Rewrite the entries below, replacing "with a marker" with "with a point" wherever it occurs and keeping everything else unchanged. Omit the images from your version.

— START Supplied records —

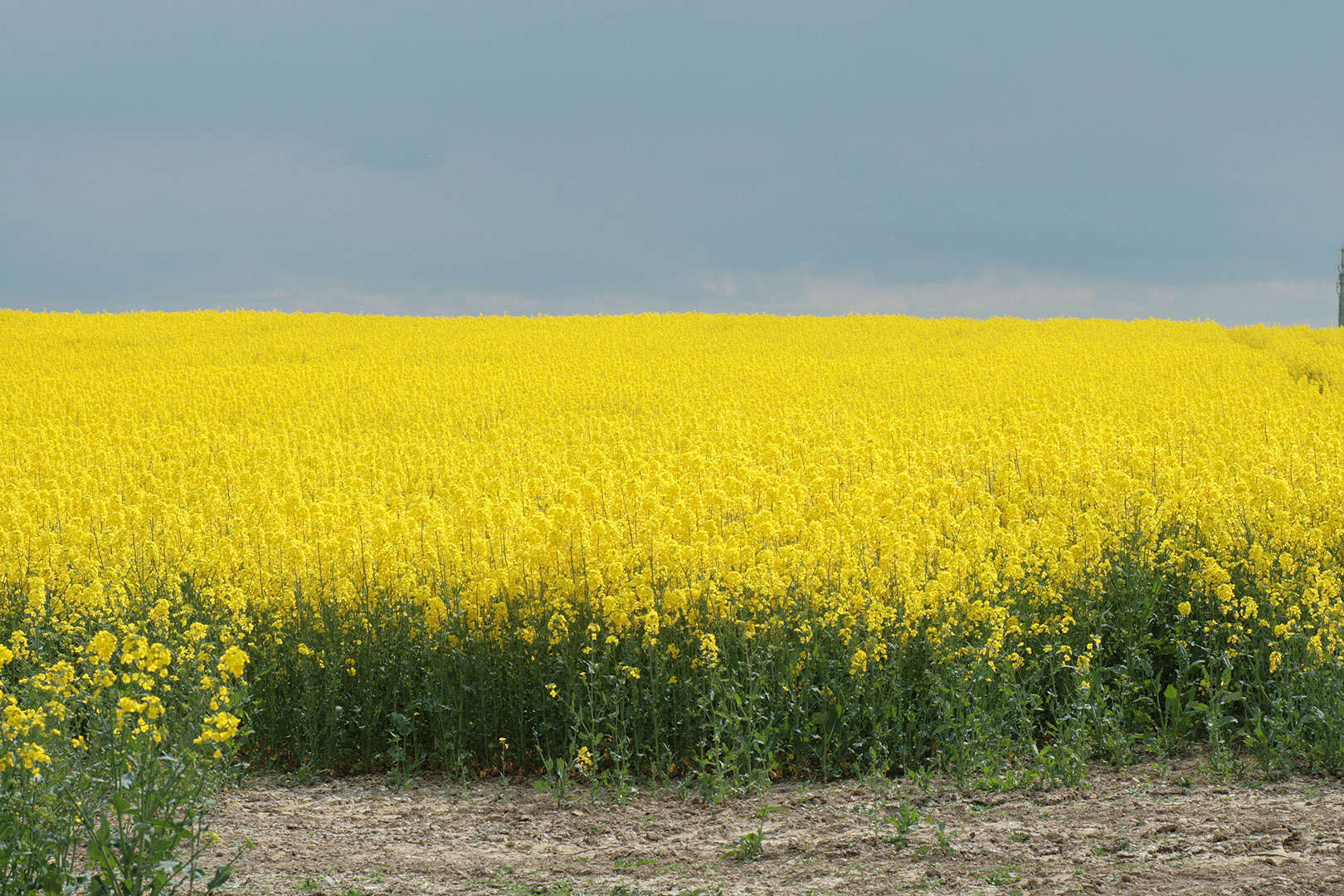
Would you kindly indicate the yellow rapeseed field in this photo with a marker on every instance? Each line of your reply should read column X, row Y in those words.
column 665, row 540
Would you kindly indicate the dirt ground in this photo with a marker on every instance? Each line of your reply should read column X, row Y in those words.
column 1157, row 828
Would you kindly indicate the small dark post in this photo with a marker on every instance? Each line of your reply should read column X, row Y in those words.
column 1339, row 288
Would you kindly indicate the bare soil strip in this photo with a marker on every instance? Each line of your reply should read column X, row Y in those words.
column 1160, row 828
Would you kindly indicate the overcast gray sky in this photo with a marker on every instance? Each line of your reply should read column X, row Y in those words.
column 1118, row 160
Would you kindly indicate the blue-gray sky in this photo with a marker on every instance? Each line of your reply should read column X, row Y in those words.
column 1118, row 160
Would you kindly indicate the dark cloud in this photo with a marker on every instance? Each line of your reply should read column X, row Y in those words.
column 544, row 149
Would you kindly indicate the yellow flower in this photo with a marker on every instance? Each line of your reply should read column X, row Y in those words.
column 233, row 661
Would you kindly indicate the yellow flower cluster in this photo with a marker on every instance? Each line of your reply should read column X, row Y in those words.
column 898, row 479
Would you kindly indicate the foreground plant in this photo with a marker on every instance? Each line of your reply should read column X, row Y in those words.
column 110, row 762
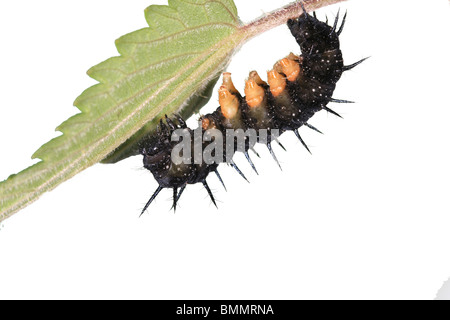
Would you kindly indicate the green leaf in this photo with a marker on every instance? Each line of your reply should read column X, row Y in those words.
column 169, row 67
column 187, row 45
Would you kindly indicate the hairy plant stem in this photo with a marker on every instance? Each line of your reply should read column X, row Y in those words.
column 281, row 16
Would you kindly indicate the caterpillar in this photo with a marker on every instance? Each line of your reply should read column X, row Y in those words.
column 297, row 87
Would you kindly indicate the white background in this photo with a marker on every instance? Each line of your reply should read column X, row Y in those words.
column 367, row 216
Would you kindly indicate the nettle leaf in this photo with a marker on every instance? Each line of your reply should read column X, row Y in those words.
column 186, row 46
column 169, row 67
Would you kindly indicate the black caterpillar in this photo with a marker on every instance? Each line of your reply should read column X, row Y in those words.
column 298, row 87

— END Supplied records —

» **Expected answer**
Would you kindly indicate the yellow rapeseed field in this photo with a point on every instance? Each line of your reply should read column X, row Y in those words.
column 665, row 540
Would you kindly indicate the dirt ground in this photo with a point on every instance? Each line of your reply should read column X, row Y in those words.
column 1157, row 828
Would you kindly indicate the small dark post in this photo with a point on every instance? Each line of your reply should read column X, row Y in those words.
column 1339, row 288
Would you kindly indicate the bare soil strip in this photo with a point on every instance? Each line of your reply should read column X, row Y in those words.
column 1160, row 828
Would you kindly indicate the overcast gray sky in this photo with a point on every instance? Each line of your reply should read column X, row Y in those words.
column 1118, row 160
Would you kindly indicate the blue-gray sky in this photo with a point on every instance? Each line of your reply should read column X, row Y in those words.
column 1118, row 160
Would you kindly indicate the dark cloud in this photo with a point on every instance? Each line of your reply should read column X, row Y in those words.
column 544, row 149
Would you kindly indicate the yellow flower in this photo with a point on every instance? Each line of your reply should read column X, row Y in those words.
column 233, row 661
Would you kindly indicate the yellow flower cluster in this photo with a point on every instance? Each line of your reply should read column X, row Y in those words.
column 898, row 479
Would you kindly indicate the foreground plant in this photo with a point on every instance? Each line of your reply should read column X, row Y in those words.
column 110, row 762
Would you kindly indicate the green leaf in this photo with a point on every instance? Each line of your reply should read column X, row Y in those words.
column 169, row 67
column 187, row 45
Would you kindly indicate the hairy plant stem in this photo with a point on every instance? Each line of your reply should read column X, row Y in those words.
column 281, row 16
Would you kindly indicate the caterpillar in this photo with a point on every instance? Each line of your reply should read column X, row Y in those words.
column 297, row 87
Would you kindly indicate the white background in this photo with a point on every instance? Each line of your reply should read column X, row Y in those words.
column 367, row 216
Would you kindly indicate the nettle leaf in this photo with a point on every instance? Each line of your reply should read column X, row Y in those words.
column 186, row 46
column 169, row 67
Would you kindly indicate the black caterpillar in this photo with a point on every instance? Each line of your reply should read column X, row Y in those words.
column 298, row 87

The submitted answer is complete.